-- Input data follows --

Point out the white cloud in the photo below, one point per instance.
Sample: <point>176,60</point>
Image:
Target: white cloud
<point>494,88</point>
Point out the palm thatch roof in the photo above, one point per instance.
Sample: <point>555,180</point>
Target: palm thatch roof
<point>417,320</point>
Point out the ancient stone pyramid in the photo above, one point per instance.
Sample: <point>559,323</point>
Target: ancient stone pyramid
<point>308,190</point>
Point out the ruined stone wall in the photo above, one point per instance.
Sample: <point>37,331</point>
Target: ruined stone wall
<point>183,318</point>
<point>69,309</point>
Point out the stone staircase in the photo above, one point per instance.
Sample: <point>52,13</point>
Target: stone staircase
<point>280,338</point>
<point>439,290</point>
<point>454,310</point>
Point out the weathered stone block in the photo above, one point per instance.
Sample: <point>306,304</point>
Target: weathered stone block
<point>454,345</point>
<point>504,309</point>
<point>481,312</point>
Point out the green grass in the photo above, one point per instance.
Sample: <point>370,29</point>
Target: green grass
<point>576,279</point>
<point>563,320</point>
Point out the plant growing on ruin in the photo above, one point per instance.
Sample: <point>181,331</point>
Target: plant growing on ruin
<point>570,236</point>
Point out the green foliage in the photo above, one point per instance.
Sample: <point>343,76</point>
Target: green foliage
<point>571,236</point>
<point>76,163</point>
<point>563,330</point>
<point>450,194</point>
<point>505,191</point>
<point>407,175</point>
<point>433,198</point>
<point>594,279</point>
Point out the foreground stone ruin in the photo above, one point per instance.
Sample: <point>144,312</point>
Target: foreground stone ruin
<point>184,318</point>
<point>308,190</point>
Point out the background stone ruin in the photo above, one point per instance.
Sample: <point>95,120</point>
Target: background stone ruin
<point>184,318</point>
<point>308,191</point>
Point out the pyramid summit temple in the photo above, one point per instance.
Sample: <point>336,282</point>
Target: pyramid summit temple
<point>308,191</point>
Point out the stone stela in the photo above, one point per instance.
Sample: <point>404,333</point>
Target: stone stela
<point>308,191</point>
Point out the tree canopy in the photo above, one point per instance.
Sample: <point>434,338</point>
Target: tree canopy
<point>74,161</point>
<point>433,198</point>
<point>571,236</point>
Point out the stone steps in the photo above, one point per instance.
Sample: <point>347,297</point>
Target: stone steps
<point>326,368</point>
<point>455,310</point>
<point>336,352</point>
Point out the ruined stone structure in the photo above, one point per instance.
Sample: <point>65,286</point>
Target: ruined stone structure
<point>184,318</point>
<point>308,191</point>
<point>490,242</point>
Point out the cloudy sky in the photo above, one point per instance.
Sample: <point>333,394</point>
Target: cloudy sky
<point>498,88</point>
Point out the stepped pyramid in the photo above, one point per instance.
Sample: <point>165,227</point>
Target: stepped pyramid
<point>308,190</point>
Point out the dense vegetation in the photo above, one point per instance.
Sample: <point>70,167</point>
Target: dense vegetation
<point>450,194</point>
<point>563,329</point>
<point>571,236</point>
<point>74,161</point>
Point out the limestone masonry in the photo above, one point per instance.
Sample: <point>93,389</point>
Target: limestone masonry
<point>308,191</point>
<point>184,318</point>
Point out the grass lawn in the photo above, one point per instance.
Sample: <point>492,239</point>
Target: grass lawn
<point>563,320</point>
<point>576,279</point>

-- Input data concluded --

## What to work on
Of all the entries above, retype exactly the lines from the line with "Sample: <point>144,312</point>" to the line with "Sample: <point>95,120</point>", both included, and no others.

## Response
Sample: <point>144,312</point>
Target: foreground stone ruin
<point>184,318</point>
<point>308,190</point>
Point out the background stone ruin in the photo above, one point per instance.
Sample: <point>95,120</point>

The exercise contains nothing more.